Dataset rows:
<<<<
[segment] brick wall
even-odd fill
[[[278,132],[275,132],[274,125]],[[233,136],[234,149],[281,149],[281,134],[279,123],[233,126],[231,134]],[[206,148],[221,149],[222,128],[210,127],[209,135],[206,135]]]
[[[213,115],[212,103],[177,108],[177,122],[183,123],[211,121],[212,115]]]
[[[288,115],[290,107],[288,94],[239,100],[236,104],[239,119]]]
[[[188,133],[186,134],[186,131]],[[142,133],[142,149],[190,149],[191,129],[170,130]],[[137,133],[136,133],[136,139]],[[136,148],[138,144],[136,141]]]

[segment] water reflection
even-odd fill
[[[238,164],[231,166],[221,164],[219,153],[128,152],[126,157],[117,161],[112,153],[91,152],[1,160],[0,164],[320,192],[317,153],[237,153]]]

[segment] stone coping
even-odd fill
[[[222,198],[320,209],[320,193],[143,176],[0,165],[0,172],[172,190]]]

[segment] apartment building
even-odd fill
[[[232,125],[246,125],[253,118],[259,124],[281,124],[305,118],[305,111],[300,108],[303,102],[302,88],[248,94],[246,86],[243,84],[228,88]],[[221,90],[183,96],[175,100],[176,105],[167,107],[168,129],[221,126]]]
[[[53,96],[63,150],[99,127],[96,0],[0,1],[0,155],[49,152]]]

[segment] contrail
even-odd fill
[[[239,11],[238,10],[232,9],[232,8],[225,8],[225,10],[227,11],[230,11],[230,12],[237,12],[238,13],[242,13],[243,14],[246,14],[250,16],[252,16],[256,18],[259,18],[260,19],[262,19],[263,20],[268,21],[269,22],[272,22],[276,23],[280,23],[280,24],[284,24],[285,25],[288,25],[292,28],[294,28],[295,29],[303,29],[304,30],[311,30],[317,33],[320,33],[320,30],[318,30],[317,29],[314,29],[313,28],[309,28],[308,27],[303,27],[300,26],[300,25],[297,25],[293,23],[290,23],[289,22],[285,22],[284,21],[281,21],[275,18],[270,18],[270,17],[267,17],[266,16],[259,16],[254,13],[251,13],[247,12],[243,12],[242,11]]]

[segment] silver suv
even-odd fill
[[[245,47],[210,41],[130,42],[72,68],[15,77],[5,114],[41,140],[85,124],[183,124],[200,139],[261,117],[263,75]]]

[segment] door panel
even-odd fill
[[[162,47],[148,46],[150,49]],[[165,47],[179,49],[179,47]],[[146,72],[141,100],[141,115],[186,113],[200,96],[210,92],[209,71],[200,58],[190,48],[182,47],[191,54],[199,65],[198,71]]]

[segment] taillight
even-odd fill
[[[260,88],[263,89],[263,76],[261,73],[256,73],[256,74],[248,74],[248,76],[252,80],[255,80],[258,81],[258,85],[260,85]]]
>>>>
## WHAT THE TASK ASKS
Arrange every line of the items above as a Markdown table with the columns Row and Line, numbering each row and leaving out blank lines.

## EXPECTED OUTPUT
| Row | Line |
|---|---|
| 1 | [segment] brick wall |
| 2 | even-odd fill |
| 3 | [[[278,132],[275,132],[274,125]],[[233,136],[234,149],[281,149],[281,134],[279,123],[233,126],[231,134]],[[206,148],[221,149],[222,128],[210,127],[209,135],[206,135]]] |
| 4 | [[[213,115],[212,103],[177,108],[177,122],[183,123],[211,121],[212,115]]] |
| 5 | [[[288,115],[290,107],[288,94],[239,100],[236,104],[239,119]]] |
| 6 | [[[188,133],[186,134],[186,131]],[[142,133],[142,149],[190,149],[191,129],[170,130]],[[137,133],[136,133],[136,139]],[[136,148],[138,144],[136,141]]] |
| 7 | [segment] water reflection |
| 8 | even-odd fill |
| 9 | [[[238,164],[231,166],[221,164],[219,153],[128,152],[126,157],[117,161],[112,153],[91,152],[1,160],[0,164],[320,192],[317,153],[237,153]]] |
| 10 | [segment] stone coping |
| 11 | even-odd fill |
| 12 | [[[222,198],[320,209],[320,193],[143,176],[0,165],[0,172],[172,190]]] |
| 13 | [segment] apartment building |
| 14 | even-odd fill |
| 15 | [[[232,125],[246,125],[253,118],[259,124],[281,124],[305,118],[305,111],[300,108],[303,102],[302,88],[248,94],[246,86],[243,84],[228,88]],[[221,90],[183,96],[175,100],[176,105],[167,107],[168,129],[221,126]]] |
| 16 | [[[53,96],[63,150],[99,127],[96,0],[0,1],[0,155],[49,152]]] |
| 17 | [segment] contrail |
| 18 | even-odd fill |
| 19 | [[[239,11],[238,10],[232,9],[232,8],[225,8],[225,10],[227,11],[230,11],[230,12],[237,12],[238,13],[242,13],[243,14],[246,14],[250,16],[252,16],[256,18],[259,18],[260,19],[262,19],[263,20],[268,21],[269,22],[272,22],[276,23],[280,23],[280,24],[284,24],[285,25],[288,25],[292,28],[294,28],[295,29],[303,29],[304,30],[311,30],[317,33],[320,33],[320,30],[318,30],[317,29],[314,29],[313,28],[309,28],[308,27],[303,27],[300,26],[300,25],[297,25],[293,23],[290,23],[289,22],[285,22],[284,21],[281,21],[275,18],[270,18],[270,17],[267,17],[266,16],[259,16],[254,13],[251,13],[247,12],[243,12],[242,11]]] |
| 20 | [segment] silver suv |
| 21 | even-odd fill |
| 22 | [[[245,47],[210,41],[130,42],[72,68],[15,77],[5,114],[41,140],[85,124],[183,124],[200,139],[261,117],[263,75]]] |
| 23 | [segment] door panel |
| 24 | even-odd fill |
| 25 | [[[162,47],[148,46],[150,49]],[[165,47],[179,49],[179,47]],[[146,72],[141,100],[141,115],[186,113],[200,96],[210,92],[209,71],[200,58],[190,48],[182,47],[191,54],[199,65],[198,71]]] |
| 26 | [segment] taillight |
| 27 | even-odd fill |
| 28 | [[[260,88],[263,89],[263,76],[261,73],[256,73],[256,74],[248,74],[248,76],[252,80],[255,80],[258,81],[258,85],[260,85]]] |